Directions:
A: Name every heading in the forum thread about a DIY rerailer, in order.
B: Write the next part of the DIY rerailer forum thread, picking up right after its final line.

# DIY Rerailer



## jfynyson (Nov 10, 2014)

I did a couple quick searches and have not seen where anyone has done this, but surely someone has. I'm looking for plans for a DIY rerailer for HO & N scales for my son to use until he gets the hang of a fixing each wheel truck onto the rails properly. He gets discouraged when he can't get them to fit the rails...especially w/ N scale. I'm sure we've all been there before though...

I'm thinking of a block of wood made like the plastic rerailers I've seen for sale. Yes, I could pay for one but thought it would be cool to build one from scrap wood I have. Also thinking it would be even cooler if the same DIY rerailer could be made to use for both N & HO scales.

Thanks in advance for any input


----------



## wvgca (Jan 21, 2013)

Stored records
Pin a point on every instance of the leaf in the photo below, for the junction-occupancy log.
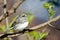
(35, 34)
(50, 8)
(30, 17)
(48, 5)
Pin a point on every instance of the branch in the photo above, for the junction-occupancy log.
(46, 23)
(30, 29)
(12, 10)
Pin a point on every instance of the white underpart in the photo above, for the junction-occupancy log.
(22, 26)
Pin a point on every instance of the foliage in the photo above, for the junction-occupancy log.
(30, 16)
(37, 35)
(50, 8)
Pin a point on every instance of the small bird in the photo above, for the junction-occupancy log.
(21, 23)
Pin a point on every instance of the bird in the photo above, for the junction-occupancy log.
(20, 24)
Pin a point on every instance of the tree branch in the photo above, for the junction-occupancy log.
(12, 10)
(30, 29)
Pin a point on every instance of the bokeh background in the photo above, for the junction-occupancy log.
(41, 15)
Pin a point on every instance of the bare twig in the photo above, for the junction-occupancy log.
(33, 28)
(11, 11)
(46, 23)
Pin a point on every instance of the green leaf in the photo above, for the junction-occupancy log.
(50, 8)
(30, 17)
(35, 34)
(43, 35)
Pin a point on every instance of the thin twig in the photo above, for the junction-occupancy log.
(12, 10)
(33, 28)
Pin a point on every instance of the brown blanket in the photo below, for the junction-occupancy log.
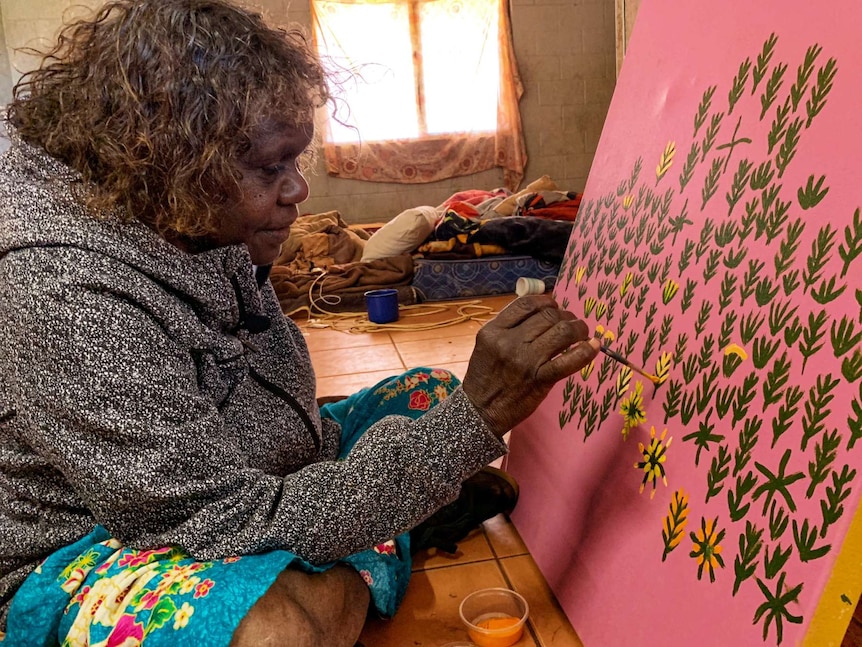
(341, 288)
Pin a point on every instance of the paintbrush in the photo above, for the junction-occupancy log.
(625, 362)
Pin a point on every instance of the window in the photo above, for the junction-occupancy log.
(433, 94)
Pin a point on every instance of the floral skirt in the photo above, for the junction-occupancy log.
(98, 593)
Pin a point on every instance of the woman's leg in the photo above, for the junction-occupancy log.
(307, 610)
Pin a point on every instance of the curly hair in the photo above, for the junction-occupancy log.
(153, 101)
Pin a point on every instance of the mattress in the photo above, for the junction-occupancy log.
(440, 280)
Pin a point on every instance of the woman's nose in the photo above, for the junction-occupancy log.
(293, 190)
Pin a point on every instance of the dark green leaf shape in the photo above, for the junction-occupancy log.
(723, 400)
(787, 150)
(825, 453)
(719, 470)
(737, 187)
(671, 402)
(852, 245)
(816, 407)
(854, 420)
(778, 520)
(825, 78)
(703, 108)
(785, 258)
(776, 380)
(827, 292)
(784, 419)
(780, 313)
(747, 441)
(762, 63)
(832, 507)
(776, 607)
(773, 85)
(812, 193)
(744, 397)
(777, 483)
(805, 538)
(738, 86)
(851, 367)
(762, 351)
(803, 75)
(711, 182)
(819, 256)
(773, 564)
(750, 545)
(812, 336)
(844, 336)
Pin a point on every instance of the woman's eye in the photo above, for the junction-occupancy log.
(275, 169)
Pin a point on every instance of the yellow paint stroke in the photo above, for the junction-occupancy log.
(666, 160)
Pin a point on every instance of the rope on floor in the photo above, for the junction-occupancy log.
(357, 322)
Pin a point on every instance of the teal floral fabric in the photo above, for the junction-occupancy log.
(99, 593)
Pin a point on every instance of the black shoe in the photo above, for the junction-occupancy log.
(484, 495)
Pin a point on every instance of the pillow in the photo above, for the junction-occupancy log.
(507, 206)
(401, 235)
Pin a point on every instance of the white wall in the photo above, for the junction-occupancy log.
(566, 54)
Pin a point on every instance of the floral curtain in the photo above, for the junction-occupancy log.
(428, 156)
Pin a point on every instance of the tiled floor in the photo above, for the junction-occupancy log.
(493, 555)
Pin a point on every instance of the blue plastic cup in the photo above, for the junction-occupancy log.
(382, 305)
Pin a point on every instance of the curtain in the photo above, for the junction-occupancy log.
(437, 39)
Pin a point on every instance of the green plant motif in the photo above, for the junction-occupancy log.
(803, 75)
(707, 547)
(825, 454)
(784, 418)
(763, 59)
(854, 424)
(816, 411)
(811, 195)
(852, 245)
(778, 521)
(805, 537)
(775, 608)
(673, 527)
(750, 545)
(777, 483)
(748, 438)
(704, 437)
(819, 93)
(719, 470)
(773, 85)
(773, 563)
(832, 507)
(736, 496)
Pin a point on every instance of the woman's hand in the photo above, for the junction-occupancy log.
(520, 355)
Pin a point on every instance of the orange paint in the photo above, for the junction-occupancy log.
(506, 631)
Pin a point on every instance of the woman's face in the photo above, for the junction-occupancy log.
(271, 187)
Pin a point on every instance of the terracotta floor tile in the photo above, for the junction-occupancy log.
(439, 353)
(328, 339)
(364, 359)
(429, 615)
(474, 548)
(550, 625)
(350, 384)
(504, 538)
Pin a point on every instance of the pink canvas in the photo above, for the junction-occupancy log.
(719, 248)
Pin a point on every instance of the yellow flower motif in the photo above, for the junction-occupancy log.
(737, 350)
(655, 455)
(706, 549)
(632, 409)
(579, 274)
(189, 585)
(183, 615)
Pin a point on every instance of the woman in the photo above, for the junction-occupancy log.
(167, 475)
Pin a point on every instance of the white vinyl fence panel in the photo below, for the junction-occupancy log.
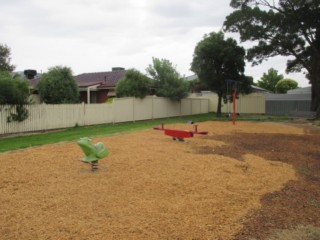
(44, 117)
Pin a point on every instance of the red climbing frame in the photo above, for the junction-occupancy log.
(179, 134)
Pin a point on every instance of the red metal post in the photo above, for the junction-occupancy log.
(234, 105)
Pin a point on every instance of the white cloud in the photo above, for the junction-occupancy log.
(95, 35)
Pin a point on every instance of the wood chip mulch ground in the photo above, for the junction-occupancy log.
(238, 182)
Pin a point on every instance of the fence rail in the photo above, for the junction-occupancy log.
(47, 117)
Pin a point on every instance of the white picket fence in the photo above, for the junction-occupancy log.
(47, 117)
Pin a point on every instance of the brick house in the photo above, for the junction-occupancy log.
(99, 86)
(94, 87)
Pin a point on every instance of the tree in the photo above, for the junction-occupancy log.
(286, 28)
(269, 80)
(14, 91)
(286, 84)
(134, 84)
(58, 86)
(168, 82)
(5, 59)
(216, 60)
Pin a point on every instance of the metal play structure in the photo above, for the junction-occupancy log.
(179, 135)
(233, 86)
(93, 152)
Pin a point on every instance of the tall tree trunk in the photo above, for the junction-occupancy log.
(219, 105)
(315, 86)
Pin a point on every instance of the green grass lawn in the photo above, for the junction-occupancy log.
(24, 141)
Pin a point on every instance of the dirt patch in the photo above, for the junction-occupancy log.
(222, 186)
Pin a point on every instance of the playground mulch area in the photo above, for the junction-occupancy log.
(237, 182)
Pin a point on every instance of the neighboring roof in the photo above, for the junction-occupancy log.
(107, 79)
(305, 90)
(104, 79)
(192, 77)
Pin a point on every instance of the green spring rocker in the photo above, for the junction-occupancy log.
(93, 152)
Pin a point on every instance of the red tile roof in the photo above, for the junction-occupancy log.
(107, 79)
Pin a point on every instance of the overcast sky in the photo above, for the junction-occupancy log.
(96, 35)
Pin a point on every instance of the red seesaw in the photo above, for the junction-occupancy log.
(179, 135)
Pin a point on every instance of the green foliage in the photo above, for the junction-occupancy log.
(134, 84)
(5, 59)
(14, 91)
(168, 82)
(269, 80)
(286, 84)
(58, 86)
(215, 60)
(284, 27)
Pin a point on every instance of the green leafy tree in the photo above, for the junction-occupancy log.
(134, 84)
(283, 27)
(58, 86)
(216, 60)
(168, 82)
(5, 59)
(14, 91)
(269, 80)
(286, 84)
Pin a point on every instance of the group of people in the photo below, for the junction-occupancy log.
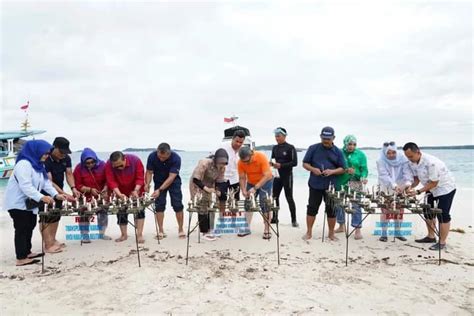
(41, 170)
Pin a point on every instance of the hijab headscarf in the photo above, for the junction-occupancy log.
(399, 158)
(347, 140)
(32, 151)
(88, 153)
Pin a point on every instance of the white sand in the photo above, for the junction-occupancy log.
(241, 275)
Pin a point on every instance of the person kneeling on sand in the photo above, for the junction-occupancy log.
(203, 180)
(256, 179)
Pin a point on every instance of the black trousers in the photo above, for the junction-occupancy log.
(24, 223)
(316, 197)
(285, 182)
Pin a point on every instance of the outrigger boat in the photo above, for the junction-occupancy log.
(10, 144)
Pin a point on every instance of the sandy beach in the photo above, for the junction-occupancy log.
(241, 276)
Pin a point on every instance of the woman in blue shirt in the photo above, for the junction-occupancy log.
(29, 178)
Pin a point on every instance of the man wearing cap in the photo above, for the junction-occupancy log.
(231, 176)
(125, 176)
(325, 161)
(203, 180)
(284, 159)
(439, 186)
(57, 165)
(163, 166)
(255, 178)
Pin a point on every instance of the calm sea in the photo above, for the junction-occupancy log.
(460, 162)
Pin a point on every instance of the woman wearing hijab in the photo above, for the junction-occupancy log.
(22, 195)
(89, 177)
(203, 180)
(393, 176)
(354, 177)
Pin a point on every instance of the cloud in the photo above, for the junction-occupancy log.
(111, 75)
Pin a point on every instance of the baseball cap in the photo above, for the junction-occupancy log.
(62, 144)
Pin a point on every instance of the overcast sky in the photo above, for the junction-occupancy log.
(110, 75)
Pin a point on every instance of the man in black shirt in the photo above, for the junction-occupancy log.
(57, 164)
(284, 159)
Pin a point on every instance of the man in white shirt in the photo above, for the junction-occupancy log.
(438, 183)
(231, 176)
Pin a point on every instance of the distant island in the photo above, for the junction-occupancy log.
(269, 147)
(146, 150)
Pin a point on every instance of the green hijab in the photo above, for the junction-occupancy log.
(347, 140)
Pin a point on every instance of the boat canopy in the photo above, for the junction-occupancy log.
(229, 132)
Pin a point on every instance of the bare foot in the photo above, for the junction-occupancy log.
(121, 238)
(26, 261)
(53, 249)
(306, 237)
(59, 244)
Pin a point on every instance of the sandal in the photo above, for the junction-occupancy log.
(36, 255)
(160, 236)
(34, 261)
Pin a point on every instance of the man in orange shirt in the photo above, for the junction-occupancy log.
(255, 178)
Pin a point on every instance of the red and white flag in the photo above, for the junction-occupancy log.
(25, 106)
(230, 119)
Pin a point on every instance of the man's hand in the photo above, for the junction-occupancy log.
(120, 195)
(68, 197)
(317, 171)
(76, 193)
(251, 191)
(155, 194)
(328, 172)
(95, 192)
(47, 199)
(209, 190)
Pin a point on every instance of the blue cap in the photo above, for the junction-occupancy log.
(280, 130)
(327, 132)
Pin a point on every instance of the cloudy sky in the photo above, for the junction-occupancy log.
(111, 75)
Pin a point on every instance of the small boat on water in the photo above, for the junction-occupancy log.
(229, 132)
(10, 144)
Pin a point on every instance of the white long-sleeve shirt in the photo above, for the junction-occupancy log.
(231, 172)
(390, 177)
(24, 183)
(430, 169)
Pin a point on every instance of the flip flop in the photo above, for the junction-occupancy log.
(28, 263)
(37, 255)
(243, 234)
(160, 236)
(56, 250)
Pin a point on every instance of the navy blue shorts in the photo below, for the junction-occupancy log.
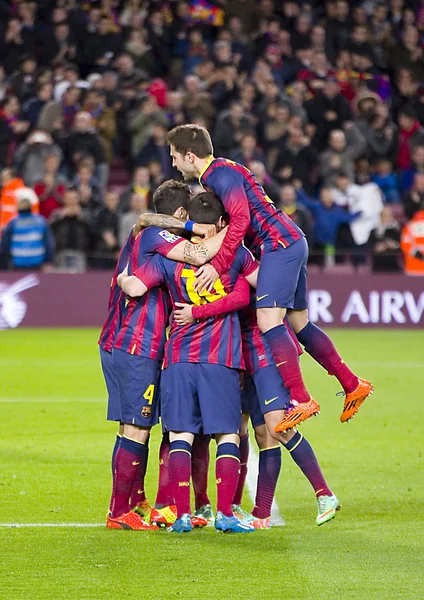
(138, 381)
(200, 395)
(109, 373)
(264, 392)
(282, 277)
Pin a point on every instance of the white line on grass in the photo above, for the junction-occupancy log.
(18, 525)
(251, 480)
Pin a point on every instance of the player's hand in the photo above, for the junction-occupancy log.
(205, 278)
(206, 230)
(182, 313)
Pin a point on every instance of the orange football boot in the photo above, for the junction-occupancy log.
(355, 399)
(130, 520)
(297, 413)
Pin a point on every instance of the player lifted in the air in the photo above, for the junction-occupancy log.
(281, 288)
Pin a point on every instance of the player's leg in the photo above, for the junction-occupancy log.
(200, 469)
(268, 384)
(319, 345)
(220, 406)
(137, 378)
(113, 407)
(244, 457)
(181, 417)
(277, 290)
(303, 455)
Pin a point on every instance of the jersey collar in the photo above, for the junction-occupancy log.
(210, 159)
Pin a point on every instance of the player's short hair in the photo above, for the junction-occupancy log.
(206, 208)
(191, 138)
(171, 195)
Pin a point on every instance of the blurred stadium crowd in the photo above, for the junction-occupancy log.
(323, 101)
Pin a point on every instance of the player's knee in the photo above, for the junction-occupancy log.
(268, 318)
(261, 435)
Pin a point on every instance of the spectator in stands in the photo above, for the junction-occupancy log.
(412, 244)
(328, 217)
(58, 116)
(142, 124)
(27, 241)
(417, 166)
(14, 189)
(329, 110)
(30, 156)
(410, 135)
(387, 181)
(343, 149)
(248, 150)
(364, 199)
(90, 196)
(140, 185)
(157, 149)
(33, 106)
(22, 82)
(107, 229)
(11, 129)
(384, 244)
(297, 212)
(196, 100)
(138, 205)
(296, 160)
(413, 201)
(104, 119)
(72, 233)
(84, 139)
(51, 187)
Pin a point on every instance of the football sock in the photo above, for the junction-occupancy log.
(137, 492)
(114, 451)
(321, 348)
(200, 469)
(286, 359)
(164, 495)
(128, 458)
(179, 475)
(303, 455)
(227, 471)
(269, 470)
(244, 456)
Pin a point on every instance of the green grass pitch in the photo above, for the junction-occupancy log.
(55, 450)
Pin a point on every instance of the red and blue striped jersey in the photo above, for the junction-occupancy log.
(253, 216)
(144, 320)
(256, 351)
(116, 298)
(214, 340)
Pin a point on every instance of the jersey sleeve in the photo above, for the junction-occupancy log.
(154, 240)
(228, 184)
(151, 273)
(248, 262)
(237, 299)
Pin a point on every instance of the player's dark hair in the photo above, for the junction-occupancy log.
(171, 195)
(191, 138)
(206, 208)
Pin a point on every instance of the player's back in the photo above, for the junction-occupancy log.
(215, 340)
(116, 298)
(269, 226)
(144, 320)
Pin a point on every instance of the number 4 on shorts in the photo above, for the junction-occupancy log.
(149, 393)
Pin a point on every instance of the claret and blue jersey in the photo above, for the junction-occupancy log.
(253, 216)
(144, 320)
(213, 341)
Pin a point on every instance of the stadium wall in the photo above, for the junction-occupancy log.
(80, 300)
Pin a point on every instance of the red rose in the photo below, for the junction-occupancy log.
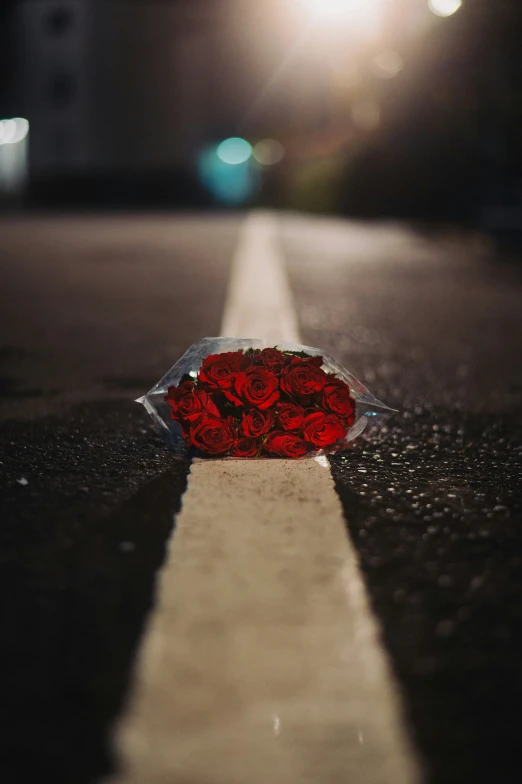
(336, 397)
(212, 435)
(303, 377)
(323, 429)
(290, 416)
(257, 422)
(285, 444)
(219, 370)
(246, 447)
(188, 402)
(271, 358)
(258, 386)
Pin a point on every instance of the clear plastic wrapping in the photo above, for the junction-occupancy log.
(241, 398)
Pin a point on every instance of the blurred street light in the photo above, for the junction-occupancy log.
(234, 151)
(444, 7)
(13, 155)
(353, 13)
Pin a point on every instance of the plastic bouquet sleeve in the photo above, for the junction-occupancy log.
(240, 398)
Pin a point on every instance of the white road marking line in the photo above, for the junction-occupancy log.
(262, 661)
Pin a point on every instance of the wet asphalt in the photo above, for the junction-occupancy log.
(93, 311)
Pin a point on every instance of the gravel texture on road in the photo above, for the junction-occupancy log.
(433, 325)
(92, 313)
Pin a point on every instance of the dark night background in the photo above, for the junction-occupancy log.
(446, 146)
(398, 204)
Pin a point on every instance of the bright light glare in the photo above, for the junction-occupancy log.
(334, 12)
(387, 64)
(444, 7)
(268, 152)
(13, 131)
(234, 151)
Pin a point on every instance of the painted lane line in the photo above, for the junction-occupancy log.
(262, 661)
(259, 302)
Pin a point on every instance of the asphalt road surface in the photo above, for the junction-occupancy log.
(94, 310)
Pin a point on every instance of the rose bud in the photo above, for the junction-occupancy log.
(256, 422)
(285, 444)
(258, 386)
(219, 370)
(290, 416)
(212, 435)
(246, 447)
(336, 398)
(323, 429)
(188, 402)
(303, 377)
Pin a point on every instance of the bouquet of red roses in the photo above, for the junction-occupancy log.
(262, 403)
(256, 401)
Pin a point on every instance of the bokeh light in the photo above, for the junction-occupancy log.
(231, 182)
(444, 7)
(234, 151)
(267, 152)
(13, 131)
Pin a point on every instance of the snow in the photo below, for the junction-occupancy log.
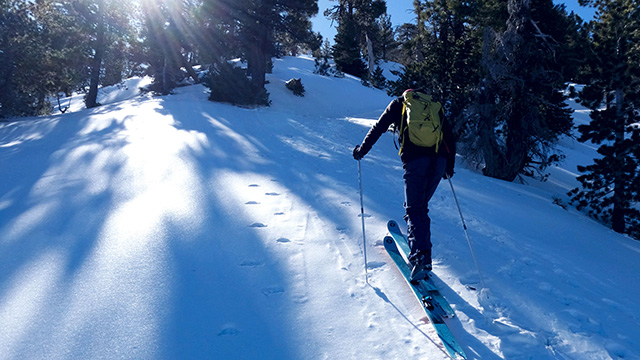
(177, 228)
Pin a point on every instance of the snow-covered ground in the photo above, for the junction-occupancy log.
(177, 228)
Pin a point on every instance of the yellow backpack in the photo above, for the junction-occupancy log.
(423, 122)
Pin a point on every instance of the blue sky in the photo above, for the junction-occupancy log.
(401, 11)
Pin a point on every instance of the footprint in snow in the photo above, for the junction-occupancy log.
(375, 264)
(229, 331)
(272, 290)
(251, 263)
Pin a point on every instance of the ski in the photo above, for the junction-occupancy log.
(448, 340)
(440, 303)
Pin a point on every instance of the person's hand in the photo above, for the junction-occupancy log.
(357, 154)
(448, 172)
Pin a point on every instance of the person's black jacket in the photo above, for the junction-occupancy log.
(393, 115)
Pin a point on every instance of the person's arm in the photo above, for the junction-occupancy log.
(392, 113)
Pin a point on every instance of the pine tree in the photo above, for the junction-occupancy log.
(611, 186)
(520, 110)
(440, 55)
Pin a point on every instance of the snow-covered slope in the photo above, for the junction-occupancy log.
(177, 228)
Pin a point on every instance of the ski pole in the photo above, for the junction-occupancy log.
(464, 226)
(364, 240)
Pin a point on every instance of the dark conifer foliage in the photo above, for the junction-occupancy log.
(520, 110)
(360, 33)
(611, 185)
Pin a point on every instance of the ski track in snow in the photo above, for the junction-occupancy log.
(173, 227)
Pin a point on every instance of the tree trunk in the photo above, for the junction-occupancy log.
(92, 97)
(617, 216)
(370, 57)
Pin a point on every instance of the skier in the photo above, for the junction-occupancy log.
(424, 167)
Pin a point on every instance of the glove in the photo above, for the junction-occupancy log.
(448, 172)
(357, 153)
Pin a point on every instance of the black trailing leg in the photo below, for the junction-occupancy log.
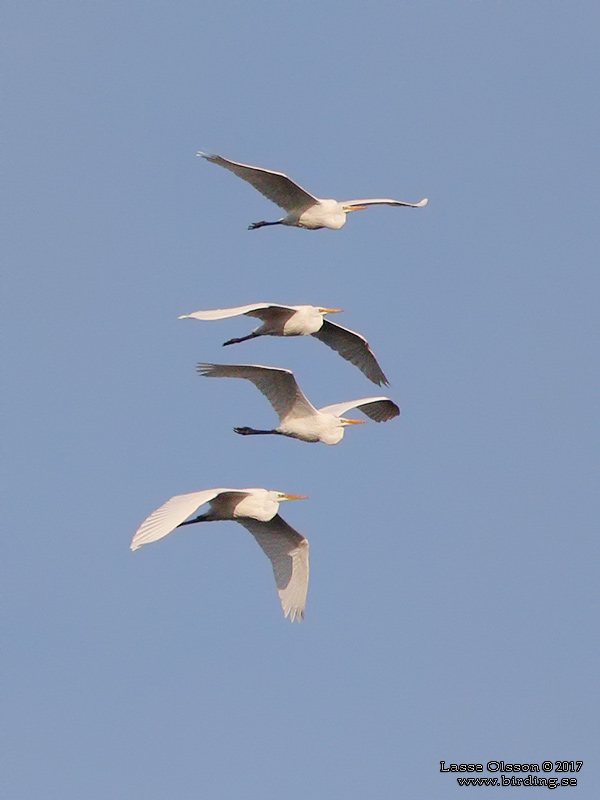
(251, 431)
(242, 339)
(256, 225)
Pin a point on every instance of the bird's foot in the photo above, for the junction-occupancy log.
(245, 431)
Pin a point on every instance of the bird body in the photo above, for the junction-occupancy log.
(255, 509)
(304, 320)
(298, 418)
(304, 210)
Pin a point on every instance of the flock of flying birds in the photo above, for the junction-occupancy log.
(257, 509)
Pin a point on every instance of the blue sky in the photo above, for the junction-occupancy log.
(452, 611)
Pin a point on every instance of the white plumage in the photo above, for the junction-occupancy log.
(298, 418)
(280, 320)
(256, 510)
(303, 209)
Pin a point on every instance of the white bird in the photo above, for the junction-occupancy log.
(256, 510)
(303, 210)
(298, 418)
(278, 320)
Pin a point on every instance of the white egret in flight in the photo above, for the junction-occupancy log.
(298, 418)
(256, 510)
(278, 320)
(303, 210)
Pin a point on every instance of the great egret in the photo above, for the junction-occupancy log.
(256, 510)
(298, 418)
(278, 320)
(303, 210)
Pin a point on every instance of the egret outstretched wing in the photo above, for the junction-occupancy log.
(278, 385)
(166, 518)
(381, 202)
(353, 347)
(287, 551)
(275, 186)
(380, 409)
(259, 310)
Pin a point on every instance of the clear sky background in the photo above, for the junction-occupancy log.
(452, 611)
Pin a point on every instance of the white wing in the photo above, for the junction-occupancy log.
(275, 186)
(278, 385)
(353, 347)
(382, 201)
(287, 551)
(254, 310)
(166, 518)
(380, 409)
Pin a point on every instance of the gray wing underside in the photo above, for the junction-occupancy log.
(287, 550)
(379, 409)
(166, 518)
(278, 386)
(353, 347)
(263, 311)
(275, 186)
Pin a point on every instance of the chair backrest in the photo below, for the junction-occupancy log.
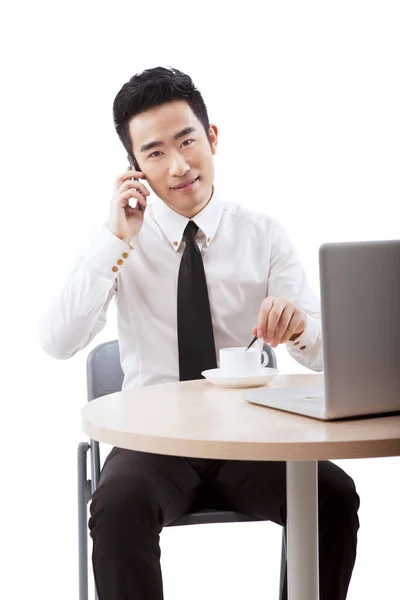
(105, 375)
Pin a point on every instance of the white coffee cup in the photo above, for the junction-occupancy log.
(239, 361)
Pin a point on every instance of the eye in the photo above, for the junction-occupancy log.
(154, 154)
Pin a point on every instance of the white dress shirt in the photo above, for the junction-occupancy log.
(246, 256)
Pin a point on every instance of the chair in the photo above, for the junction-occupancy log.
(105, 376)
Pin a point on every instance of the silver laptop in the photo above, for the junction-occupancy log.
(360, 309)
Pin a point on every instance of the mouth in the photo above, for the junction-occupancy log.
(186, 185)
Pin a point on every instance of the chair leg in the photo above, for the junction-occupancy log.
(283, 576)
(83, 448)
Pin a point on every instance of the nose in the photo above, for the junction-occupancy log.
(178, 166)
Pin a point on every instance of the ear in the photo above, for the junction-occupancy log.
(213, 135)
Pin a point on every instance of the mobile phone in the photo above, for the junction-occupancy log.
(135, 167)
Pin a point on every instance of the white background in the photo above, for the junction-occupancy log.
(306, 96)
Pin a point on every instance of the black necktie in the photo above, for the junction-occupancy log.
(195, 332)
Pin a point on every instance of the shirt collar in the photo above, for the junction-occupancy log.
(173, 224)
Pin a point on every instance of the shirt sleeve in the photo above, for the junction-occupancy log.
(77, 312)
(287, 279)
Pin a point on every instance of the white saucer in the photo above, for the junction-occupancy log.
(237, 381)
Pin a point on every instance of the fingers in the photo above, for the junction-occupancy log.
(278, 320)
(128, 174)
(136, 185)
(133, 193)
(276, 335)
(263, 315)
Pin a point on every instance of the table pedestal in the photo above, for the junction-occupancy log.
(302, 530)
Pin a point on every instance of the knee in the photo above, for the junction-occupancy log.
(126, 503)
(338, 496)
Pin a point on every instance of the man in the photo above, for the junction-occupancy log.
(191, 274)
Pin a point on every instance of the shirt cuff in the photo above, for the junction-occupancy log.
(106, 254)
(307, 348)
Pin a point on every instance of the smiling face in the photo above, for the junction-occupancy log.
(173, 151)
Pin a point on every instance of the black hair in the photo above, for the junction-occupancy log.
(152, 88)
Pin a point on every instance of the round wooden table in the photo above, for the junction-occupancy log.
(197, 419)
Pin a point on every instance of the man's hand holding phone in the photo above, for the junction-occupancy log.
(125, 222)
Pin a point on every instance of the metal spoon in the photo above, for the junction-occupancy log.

Written responses:
A:
- DIY Rerailer
- jfynyson (Nov 10, 2014)
- wvgca (Jan 21, 2013)

B:
i have seen plastic ramps or wedges that you could probably make out of wood..the bottom had grooves that ft the track, and on top there were two grooves slightly narrower that that wheel flanges dropped into... a little sideways wiggles, and down onto the track with all wheelsets lined up...


----------



## DonR (Oct 18, 2012)

Here's one that works great for n scale...and you can
enjoy the source...the cold fact is you will have it licked.

https://www.youtube.com/watch?v=8e-9dJ_JPoY

Don


----------



## Old_Hobo (Feb 20, 2014)

I wonder if a doctor's tongue depressor would be the correct width for HO track......?


----------



## rkenney (Aug 10, 2013)

I've used Don's post suggestion so I know that works never saw the video, but I've also 'poked' rapido couplers apart with an ice pick.

Tongue depressor is a little too wide for HO but it can certainly be trimmed to fit.

Sure can't beat the price for either!


----------



## CTValleyRR (Jul 26, 2014)

Rix (I think), makes a portable railer. Put the narrow end between the ties, put the car or loco on the wide end and gently slide it on. Remove the railer. Done.

Edit: just checked. It is Rix, it's called the Rail-It, and cost $4.00 for either HO or N.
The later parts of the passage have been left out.